**Source material**:
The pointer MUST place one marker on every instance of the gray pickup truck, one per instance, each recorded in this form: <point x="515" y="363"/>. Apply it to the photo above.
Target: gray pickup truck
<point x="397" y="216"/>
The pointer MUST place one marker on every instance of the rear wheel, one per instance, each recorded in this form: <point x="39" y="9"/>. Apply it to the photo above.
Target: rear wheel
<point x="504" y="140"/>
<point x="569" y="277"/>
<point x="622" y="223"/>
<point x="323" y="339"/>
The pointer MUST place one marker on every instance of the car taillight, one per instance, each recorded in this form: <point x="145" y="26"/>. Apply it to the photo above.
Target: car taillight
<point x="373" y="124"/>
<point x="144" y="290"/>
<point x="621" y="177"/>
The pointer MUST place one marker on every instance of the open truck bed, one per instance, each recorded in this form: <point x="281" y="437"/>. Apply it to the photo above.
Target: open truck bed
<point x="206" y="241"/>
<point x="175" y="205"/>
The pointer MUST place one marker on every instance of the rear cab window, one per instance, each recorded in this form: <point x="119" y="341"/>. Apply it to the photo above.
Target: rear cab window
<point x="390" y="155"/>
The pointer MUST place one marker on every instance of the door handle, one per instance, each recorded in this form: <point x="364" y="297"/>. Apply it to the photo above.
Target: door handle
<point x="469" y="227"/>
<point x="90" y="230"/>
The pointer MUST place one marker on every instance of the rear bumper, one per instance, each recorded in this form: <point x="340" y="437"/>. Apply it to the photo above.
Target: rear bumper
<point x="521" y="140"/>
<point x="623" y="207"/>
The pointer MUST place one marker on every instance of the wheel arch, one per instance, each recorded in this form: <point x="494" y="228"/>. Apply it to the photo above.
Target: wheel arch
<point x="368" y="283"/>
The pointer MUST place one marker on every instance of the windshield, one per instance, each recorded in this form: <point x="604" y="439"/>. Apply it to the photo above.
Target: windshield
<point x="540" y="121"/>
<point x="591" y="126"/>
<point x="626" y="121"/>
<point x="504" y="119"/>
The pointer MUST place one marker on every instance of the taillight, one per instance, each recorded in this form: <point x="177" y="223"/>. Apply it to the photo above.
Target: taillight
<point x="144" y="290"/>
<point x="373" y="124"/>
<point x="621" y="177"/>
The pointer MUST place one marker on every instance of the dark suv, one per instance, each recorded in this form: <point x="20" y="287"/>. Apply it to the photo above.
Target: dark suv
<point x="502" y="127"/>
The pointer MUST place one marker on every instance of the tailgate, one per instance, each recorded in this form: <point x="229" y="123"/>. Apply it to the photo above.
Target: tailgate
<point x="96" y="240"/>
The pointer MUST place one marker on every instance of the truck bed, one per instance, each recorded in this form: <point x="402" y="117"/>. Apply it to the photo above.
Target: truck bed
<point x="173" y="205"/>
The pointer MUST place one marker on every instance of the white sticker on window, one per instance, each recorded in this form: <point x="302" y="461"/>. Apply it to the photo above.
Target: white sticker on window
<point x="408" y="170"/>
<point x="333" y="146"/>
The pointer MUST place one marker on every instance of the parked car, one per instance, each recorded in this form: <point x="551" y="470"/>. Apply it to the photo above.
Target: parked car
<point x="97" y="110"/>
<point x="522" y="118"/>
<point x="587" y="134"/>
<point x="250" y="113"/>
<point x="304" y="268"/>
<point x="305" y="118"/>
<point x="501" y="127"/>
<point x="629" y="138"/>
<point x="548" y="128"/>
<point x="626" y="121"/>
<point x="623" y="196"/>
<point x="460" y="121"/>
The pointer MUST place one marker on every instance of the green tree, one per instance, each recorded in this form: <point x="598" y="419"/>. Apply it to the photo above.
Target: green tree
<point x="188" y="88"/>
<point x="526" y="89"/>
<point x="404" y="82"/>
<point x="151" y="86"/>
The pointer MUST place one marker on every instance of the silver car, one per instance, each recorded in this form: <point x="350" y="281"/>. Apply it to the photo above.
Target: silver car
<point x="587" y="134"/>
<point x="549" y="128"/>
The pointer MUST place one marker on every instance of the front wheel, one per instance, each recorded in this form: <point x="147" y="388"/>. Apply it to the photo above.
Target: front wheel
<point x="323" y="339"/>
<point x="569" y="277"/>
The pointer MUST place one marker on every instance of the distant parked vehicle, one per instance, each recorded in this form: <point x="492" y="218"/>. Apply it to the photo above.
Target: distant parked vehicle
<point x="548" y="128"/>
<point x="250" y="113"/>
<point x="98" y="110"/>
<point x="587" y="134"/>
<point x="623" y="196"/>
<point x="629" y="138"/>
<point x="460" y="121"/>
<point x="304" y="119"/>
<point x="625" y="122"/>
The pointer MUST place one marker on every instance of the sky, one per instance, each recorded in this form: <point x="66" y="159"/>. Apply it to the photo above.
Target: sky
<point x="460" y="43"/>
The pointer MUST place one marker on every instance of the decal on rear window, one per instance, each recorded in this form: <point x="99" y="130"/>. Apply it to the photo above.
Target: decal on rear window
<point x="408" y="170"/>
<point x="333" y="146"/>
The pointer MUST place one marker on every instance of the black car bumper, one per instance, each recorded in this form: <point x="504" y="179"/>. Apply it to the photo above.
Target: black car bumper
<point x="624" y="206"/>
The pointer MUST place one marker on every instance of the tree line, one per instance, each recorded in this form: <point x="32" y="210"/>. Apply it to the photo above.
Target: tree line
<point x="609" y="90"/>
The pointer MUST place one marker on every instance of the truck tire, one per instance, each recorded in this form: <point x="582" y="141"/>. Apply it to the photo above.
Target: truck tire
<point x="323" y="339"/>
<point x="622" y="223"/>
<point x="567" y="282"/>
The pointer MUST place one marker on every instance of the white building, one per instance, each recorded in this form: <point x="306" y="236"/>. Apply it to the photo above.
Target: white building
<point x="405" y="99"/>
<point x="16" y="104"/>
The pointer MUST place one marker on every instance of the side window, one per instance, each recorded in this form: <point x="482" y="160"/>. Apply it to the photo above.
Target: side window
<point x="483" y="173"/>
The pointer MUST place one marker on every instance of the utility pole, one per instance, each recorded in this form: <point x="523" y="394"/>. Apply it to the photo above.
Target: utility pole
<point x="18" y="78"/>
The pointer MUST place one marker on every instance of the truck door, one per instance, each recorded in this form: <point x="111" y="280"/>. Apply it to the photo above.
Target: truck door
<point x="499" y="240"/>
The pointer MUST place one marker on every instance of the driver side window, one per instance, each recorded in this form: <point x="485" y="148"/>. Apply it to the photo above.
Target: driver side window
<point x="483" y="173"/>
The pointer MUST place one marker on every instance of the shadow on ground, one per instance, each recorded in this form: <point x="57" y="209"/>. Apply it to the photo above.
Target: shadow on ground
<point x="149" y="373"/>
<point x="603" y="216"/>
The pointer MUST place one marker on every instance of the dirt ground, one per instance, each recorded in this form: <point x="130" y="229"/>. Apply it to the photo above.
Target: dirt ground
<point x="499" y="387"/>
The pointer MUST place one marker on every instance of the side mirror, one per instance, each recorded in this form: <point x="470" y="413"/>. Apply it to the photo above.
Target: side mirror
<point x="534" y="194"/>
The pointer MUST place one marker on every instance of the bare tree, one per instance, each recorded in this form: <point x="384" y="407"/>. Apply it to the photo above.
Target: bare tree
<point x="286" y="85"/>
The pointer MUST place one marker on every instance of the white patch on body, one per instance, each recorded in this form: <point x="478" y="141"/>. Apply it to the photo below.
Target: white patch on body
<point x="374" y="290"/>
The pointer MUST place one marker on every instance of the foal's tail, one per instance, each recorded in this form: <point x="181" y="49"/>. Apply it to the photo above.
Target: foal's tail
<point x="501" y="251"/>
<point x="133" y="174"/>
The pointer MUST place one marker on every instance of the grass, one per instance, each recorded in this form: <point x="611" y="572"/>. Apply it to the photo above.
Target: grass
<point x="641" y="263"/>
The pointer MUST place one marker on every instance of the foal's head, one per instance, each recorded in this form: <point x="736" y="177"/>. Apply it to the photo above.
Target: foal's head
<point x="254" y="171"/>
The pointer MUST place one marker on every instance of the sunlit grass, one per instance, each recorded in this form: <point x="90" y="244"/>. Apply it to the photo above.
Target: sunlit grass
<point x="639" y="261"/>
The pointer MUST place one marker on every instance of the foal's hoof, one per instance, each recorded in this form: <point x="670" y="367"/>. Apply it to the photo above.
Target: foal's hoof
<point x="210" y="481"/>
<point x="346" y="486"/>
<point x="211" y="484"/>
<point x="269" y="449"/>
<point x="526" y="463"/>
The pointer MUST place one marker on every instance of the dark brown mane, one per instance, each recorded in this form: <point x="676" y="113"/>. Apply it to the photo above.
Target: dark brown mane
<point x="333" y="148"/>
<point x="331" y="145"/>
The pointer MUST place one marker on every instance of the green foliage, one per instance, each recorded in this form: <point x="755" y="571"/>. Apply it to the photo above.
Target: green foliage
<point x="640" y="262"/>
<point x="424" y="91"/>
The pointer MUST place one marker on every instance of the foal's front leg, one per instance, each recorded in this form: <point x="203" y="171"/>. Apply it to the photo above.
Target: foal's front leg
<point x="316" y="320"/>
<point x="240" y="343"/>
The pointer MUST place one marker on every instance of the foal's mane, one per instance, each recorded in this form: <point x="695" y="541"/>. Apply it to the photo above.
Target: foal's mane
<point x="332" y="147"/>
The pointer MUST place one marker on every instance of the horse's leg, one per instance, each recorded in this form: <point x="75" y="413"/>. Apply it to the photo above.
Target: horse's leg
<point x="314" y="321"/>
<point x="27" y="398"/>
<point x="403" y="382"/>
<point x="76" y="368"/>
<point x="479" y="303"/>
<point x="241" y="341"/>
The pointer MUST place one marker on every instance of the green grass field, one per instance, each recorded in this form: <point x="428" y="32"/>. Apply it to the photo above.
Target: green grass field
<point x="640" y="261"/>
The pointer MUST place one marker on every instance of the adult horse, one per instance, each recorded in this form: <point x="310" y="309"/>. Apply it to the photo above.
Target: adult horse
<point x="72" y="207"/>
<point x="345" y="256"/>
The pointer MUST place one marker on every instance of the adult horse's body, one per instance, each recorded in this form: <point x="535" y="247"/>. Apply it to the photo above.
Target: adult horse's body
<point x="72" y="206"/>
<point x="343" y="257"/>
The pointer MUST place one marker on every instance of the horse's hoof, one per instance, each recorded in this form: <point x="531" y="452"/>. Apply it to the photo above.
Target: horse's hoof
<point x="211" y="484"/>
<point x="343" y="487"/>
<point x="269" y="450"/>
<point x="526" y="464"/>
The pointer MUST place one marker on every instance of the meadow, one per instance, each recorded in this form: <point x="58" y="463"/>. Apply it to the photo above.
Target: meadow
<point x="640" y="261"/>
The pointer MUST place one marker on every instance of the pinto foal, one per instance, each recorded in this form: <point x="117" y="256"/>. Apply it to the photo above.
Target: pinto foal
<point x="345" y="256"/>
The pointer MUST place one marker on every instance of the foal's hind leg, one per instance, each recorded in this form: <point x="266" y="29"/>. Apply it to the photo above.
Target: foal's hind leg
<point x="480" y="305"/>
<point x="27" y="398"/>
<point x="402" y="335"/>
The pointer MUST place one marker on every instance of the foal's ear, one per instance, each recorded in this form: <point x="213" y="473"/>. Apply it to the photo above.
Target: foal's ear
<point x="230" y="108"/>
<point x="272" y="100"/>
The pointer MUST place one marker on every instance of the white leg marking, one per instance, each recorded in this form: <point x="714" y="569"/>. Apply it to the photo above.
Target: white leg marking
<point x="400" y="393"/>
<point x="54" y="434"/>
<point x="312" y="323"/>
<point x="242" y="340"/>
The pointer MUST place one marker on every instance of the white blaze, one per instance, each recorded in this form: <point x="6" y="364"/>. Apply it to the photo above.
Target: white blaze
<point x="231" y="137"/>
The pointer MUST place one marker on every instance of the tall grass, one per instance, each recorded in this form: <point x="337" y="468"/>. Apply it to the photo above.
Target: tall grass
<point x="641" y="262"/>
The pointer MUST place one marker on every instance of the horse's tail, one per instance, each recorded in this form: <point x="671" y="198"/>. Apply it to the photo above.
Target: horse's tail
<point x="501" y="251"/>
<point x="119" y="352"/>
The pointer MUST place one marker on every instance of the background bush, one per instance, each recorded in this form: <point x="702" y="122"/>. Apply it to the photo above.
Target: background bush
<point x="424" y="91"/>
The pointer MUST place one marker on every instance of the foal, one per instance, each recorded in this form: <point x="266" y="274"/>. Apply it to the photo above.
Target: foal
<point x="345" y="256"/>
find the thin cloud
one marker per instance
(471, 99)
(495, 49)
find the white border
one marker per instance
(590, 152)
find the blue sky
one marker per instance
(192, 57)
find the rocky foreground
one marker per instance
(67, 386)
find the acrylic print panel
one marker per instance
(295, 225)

**Work to be completed**: Taking the records above, retype every line from the one with "Target: white leg marking" down to the one with "of the background", exactly and with nothing else.

**Response area**:
Target: white leg marking
<point x="400" y="393"/>
<point x="54" y="434"/>
<point x="312" y="323"/>
<point x="242" y="340"/>
The pointer MUST place one marker on every instance of the white blaze, one per instance, each recorded in this form: <point x="6" y="364"/>. Apply it to the photo above.
Target: white blaze
<point x="231" y="137"/>
The pointer MUST place one marker on every instance of the tall grass, one per instance, each recorded in this form: <point x="337" y="468"/>. Apply it to the photo above.
Target: tall grass
<point x="641" y="262"/>
The pointer MUST place one marker on every instance of the horse's tail, one per instance, each recorded in this form: <point x="671" y="198"/>. Apply it to the photo above.
Target: horse's tail
<point x="501" y="251"/>
<point x="119" y="352"/>
The pointer MUST place one marker on every instance of the background bush, one per instance, each recorded in this form: <point x="702" y="122"/>. Apply it to the photo above.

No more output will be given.